(Collected data entries)
=== Begin Enclosure ===
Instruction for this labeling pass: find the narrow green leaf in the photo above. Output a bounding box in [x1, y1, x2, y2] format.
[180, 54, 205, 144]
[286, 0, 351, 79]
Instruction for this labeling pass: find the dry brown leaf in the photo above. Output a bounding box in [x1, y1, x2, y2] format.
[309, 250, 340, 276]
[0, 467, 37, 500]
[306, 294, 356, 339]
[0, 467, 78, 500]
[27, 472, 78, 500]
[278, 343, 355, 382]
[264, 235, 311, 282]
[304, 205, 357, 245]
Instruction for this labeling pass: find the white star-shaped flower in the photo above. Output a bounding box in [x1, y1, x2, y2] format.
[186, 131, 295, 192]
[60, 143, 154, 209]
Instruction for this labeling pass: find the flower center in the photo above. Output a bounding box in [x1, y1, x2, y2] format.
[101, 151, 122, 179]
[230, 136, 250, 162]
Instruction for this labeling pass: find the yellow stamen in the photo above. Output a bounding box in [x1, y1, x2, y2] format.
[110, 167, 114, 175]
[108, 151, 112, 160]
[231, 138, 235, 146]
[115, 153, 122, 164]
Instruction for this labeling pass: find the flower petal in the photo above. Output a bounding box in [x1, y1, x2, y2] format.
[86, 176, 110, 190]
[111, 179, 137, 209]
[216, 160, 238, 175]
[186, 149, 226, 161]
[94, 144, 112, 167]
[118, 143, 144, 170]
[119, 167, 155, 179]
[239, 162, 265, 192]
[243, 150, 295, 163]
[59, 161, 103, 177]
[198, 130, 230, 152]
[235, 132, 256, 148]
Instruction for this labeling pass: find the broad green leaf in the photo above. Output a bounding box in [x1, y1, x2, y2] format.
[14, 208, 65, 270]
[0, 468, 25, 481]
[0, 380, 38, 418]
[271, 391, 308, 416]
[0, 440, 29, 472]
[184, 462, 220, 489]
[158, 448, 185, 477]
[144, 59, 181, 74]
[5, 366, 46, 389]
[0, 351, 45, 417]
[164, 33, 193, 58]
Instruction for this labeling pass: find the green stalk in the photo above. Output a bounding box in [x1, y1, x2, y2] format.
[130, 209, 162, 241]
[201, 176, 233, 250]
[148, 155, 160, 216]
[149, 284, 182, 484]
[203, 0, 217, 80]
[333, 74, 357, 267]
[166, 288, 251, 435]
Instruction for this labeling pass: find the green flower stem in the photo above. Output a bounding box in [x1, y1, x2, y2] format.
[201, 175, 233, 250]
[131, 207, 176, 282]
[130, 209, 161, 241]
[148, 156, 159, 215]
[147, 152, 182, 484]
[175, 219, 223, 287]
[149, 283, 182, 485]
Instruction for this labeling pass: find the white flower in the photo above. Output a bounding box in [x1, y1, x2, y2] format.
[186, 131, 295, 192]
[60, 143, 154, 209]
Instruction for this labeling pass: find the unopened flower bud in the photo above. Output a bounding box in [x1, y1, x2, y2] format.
=== End Enclosure ===
> _Problem description_
All of the data above needs to be retyped exactly, with each line as it stands.

> _Written solution_
Instruction for this labeling pass: find the narrow green leaf in the photo above. Output a bounding box in [x1, y1, x2, y2] format.
[180, 54, 205, 144]
[286, 0, 351, 79]
Instruction for this labeling pass: find the dry brown leaf in the photo above. Output a bounding box in [x1, y1, x2, y2] format.
[309, 250, 340, 276]
[0, 467, 37, 500]
[306, 294, 356, 339]
[0, 467, 78, 500]
[27, 472, 78, 500]
[278, 343, 355, 382]
[264, 235, 311, 282]
[304, 205, 357, 245]
Instruction for this labeling pass: find the white star-shaped flower in the photo above. Output a bounding box in [x1, y1, x2, y2] format.
[186, 131, 295, 192]
[60, 143, 154, 209]
Instruction for this labeling pass: find the flower center in the photo above. Output a bounding box in [x1, y1, x2, y2] format.
[101, 151, 122, 179]
[230, 136, 250, 162]
Instruction for this labeling pass: find the yellow stamen in the photo above. Output a bounding box in [x1, y1, x2, y2] format.
[110, 167, 114, 175]
[108, 151, 112, 160]
[231, 138, 235, 146]
[115, 153, 122, 164]
Instruction for this labeling pass: find the flower petal in the photo above. Output a bounding box in [x1, y1, x2, y2] format.
[86, 176, 110, 190]
[111, 179, 137, 209]
[216, 160, 238, 175]
[186, 149, 226, 161]
[94, 144, 112, 167]
[118, 143, 144, 170]
[119, 167, 155, 179]
[239, 162, 265, 192]
[243, 150, 295, 163]
[59, 161, 103, 177]
[198, 130, 230, 152]
[235, 132, 256, 148]
Instruction for this labeling pass: find the broad green leaf in the photo above. Output a bounding box in [x1, y1, x2, y2] format.
[14, 208, 65, 270]
[0, 468, 25, 481]
[0, 380, 38, 418]
[271, 391, 308, 416]
[0, 440, 29, 472]
[184, 462, 220, 489]
[158, 448, 185, 477]
[144, 59, 181, 74]
[5, 366, 46, 389]
[0, 351, 45, 417]
[164, 33, 193, 58]
Instruction for this labeling pass: find the green stalk in the photo above. Output a bounding box in [x1, y1, x2, y2] format.
[130, 209, 162, 241]
[201, 176, 233, 250]
[148, 155, 160, 216]
[149, 284, 182, 484]
[203, 0, 217, 80]
[333, 74, 357, 267]
[166, 288, 251, 435]
Instruction for this labeling pass: find the green flower stem in the photo above. Output a bounding box in [x1, y1, x2, y2] format.
[201, 175, 233, 250]
[131, 207, 176, 282]
[130, 209, 161, 241]
[148, 156, 159, 215]
[147, 152, 182, 484]
[175, 219, 223, 287]
[149, 283, 182, 485]
Instruction for this labeling pass: find the white flower in the photo above. Output a bounding box in [x1, y1, x2, y2] format.
[186, 131, 295, 192]
[60, 143, 154, 209]
Instruction for this labeling pass: find the unopened flower bud in the photo above. Output a bounding box in [x1, y1, x2, y2] format.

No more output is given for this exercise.